— Start of Material —

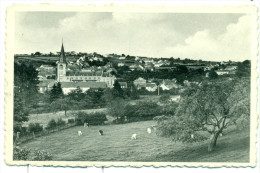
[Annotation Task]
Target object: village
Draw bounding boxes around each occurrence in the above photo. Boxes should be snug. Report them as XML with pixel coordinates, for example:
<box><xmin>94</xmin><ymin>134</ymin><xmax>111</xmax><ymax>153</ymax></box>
<box><xmin>16</xmin><ymin>41</ymin><xmax>240</xmax><ymax>95</ymax></box>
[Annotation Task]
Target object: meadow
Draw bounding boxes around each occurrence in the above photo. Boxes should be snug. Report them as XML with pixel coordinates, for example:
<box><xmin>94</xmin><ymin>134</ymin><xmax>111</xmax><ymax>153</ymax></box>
<box><xmin>23</xmin><ymin>108</ymin><xmax>106</xmax><ymax>128</ymax></box>
<box><xmin>21</xmin><ymin>121</ymin><xmax>249</xmax><ymax>162</ymax></box>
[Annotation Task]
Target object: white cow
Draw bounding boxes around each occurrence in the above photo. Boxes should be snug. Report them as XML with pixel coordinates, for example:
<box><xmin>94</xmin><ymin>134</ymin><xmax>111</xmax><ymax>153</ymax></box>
<box><xmin>131</xmin><ymin>133</ymin><xmax>136</xmax><ymax>140</ymax></box>
<box><xmin>84</xmin><ymin>123</ymin><xmax>88</xmax><ymax>128</ymax></box>
<box><xmin>78</xmin><ymin>130</ymin><xmax>82</xmax><ymax>136</ymax></box>
<box><xmin>147</xmin><ymin>128</ymin><xmax>152</xmax><ymax>134</ymax></box>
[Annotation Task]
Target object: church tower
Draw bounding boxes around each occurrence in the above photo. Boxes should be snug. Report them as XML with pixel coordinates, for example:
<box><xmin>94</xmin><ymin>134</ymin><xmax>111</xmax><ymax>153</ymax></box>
<box><xmin>57</xmin><ymin>42</ymin><xmax>67</xmax><ymax>82</ymax></box>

— End of Material —

Directions: Rewrite the material above with each "snug" switched to "tight" and everything else left as it is. Leave the pictures out.

Task response:
[Annotation Task]
Target object: village
Draw bounding boxes around each occurrence in the above photo. Boxes should be tight. Report them as XML with pixel coordinates, for example:
<box><xmin>94</xmin><ymin>134</ymin><xmax>111</xmax><ymax>153</ymax></box>
<box><xmin>16</xmin><ymin>41</ymin><xmax>240</xmax><ymax>95</ymax></box>
[Annotation Task]
Target object: meadow
Draw bounding boxes around each occurrence in the above photo. Boxes should be tight. Report them as XML with pixel coordinates, for example:
<box><xmin>94</xmin><ymin>134</ymin><xmax>111</xmax><ymax>153</ymax></box>
<box><xmin>23</xmin><ymin>108</ymin><xmax>106</xmax><ymax>128</ymax></box>
<box><xmin>21</xmin><ymin>121</ymin><xmax>249</xmax><ymax>162</ymax></box>
[Annotation Task]
Target object: white cow
Draw bounding boxes around each occurrence in the above photo. Boxes should be tight. Report them as XML with pixel coordinates, for example:
<box><xmin>94</xmin><ymin>134</ymin><xmax>111</xmax><ymax>153</ymax></box>
<box><xmin>131</xmin><ymin>133</ymin><xmax>136</xmax><ymax>140</ymax></box>
<box><xmin>84</xmin><ymin>123</ymin><xmax>88</xmax><ymax>128</ymax></box>
<box><xmin>78</xmin><ymin>130</ymin><xmax>82</xmax><ymax>136</ymax></box>
<box><xmin>147</xmin><ymin>128</ymin><xmax>152</xmax><ymax>134</ymax></box>
[Annotation Task]
Target object: church tower
Draw bounding boxes around each occurrence in the above photo. Boxes should be tight. Report them as XML with pixel coordinates, for example:
<box><xmin>94</xmin><ymin>134</ymin><xmax>111</xmax><ymax>153</ymax></box>
<box><xmin>57</xmin><ymin>42</ymin><xmax>67</xmax><ymax>82</ymax></box>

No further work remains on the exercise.